Assignment →
Please check the text on the RASMUS validation experiment below: what was done whenever RASMUS detected a performance decrement?

Text block →
☆ ☆ ☆ ☆ ☆ ☆ ☆
We recently conducted a validation experiment with 12 participants to examine the validity of RASMUS diagnostics for the detection of high workload, passive TR fatigue, and incorrect attentional focus. Participants performed the AAW tasks described in Sect. 4.1 in a scenario-based simulation. The scenario was designed to provoke states of high workload, passive TR fatigue, and incorrect attentional focus. Whenever RASMUS detected a performance decrement the scenario was paused and the participant was asked to rate his or her current user state with respect to the six state dimensions introduced in Sect. 1. We then compared RASMUS’ user state diagnostics at the time of performance decrements with outcomes of the user rating. First of all, analyses revealed that most performance decrements were associated with at least one user state evaluated as potentially critical. For those states with critical outcomes corresponding user ratings mostly showed consistent deviations from the baseline. Hence, these preliminary results indicate that the validity of RASMUS diagnostics can be confirmed. More detailed results from this experiment will be reported in a future publication.
☆ ☆ ☆ ☆ ☆ ☆ ☆
Material provided →
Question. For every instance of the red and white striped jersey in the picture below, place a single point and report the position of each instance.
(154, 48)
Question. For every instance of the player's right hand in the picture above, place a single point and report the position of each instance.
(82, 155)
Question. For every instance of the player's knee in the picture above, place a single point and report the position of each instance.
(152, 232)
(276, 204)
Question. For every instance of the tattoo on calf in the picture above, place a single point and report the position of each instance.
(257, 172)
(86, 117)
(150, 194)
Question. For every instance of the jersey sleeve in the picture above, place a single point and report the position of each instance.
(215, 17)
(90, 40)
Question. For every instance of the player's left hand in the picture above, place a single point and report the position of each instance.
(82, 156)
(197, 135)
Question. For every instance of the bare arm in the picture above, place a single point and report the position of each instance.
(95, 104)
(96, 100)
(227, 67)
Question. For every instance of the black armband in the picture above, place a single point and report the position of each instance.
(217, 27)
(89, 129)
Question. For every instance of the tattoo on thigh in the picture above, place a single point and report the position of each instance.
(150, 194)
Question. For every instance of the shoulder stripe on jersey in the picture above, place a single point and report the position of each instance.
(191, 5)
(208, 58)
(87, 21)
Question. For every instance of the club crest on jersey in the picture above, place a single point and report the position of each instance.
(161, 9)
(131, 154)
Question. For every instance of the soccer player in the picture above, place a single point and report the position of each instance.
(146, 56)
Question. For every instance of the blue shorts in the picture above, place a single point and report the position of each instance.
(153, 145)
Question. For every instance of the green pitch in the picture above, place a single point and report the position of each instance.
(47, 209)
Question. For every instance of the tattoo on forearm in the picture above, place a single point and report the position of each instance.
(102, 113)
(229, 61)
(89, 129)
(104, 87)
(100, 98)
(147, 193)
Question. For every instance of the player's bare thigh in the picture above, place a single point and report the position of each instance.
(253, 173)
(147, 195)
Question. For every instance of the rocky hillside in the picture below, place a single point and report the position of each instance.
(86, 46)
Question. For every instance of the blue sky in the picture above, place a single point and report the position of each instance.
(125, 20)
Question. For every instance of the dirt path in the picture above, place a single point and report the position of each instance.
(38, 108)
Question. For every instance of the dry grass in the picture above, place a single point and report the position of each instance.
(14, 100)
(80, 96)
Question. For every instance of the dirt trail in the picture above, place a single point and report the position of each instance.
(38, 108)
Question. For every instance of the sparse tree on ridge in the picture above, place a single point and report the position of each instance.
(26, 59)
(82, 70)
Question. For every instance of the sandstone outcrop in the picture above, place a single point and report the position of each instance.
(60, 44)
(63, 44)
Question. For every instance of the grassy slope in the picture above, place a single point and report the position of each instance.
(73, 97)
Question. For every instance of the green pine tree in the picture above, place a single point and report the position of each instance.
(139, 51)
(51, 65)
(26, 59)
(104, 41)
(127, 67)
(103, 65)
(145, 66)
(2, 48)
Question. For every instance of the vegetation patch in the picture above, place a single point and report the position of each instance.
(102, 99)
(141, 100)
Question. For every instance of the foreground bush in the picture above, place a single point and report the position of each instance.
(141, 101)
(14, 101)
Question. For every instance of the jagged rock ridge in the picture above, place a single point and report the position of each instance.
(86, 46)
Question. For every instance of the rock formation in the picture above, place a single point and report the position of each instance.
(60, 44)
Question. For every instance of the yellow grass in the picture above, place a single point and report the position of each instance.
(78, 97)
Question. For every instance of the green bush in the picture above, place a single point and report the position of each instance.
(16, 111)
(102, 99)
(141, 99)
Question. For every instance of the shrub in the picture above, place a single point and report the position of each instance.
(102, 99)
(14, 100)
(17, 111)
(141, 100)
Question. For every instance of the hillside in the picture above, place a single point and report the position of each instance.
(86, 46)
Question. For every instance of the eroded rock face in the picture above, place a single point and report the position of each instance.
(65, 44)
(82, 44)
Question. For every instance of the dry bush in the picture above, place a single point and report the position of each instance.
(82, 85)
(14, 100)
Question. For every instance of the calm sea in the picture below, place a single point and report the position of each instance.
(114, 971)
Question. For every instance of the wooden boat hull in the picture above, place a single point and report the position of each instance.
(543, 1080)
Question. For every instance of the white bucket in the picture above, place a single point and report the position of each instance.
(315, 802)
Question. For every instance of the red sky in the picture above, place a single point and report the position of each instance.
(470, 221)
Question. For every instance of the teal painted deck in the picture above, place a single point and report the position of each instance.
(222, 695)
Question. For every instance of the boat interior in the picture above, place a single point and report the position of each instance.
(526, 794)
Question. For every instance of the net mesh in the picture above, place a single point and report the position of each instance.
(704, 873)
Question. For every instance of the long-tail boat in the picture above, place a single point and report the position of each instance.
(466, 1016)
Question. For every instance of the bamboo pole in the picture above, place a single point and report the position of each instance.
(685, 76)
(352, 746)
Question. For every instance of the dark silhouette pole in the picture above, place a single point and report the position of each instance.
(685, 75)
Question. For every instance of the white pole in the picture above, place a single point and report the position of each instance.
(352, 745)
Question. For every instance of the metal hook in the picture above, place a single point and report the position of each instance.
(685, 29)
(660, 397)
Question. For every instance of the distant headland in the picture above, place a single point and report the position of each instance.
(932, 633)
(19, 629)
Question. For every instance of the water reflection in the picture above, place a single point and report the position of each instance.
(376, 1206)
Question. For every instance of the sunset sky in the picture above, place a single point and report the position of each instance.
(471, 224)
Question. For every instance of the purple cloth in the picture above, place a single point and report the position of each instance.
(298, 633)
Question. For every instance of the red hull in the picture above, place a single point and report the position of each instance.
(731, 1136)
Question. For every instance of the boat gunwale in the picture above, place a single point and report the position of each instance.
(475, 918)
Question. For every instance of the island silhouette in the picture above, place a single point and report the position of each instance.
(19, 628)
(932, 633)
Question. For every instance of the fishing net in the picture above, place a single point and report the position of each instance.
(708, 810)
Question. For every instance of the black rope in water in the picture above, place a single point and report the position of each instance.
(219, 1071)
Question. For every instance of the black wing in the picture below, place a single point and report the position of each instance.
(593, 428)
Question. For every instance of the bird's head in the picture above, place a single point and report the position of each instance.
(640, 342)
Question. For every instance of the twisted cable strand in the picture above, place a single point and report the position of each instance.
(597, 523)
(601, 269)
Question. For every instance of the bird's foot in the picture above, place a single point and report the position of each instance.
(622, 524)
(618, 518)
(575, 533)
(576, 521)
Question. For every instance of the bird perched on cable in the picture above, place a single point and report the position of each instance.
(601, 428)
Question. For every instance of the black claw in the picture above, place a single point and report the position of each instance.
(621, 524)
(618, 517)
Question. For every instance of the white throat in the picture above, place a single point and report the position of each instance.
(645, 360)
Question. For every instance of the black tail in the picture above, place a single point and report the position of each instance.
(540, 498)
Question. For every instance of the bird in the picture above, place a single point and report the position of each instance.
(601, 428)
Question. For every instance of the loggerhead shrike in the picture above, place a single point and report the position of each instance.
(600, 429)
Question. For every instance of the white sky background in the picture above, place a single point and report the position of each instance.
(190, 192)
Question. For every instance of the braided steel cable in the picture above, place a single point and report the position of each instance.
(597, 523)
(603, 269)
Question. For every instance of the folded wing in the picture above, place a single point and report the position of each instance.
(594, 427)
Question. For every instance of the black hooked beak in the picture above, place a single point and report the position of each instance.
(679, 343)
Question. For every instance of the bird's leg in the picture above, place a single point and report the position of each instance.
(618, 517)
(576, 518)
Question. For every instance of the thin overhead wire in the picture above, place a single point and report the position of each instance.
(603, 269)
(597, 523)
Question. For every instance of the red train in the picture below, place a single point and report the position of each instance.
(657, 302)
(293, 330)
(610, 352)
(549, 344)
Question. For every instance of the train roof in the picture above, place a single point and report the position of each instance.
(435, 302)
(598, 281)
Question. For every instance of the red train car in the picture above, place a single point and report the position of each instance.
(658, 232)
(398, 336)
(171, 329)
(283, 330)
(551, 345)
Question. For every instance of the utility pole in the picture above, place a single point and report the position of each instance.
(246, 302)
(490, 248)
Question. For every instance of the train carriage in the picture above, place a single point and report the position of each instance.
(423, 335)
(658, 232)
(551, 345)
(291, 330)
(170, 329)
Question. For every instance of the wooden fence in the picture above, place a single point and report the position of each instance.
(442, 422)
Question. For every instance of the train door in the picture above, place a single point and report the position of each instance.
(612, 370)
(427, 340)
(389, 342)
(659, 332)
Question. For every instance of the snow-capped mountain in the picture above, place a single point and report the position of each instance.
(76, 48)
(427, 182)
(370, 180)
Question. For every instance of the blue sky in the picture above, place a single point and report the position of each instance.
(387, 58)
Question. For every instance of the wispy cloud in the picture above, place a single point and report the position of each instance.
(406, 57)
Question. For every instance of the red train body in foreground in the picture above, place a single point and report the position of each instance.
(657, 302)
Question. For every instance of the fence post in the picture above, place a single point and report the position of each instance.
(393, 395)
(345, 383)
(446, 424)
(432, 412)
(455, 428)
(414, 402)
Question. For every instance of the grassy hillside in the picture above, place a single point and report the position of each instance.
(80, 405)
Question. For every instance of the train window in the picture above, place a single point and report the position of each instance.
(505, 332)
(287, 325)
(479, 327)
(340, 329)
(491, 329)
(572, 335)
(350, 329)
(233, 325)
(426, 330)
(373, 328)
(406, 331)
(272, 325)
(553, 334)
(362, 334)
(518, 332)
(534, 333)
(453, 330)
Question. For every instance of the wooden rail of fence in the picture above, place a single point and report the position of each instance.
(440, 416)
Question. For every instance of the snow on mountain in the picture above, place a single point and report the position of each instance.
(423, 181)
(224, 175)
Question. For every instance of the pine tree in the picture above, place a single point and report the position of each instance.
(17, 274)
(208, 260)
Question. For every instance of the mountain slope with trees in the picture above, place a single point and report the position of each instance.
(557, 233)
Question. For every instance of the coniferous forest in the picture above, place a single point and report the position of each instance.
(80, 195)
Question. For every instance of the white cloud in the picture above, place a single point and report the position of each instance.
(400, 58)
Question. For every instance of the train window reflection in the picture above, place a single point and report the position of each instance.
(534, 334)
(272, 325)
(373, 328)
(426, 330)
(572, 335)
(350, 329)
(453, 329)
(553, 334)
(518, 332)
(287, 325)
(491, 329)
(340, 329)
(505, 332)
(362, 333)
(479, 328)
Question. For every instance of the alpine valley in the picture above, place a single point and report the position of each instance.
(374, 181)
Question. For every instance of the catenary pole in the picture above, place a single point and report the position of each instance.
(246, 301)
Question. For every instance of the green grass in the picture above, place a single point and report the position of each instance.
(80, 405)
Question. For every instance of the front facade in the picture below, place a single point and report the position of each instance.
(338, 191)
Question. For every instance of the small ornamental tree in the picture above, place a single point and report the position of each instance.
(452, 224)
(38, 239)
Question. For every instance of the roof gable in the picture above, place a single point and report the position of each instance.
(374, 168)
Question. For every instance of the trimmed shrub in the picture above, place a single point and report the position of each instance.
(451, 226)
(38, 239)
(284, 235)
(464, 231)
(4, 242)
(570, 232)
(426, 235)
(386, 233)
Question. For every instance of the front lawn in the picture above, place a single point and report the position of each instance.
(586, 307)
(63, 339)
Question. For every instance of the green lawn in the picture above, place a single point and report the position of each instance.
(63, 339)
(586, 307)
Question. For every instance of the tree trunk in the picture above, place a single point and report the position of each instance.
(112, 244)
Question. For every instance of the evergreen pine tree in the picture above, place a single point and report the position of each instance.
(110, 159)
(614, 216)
☆ ☆ ☆ ☆ ☆ ☆ ☆
Response area →
The scenario was paused, and the participant was asked to rate his or her current user state on the six state dimensions.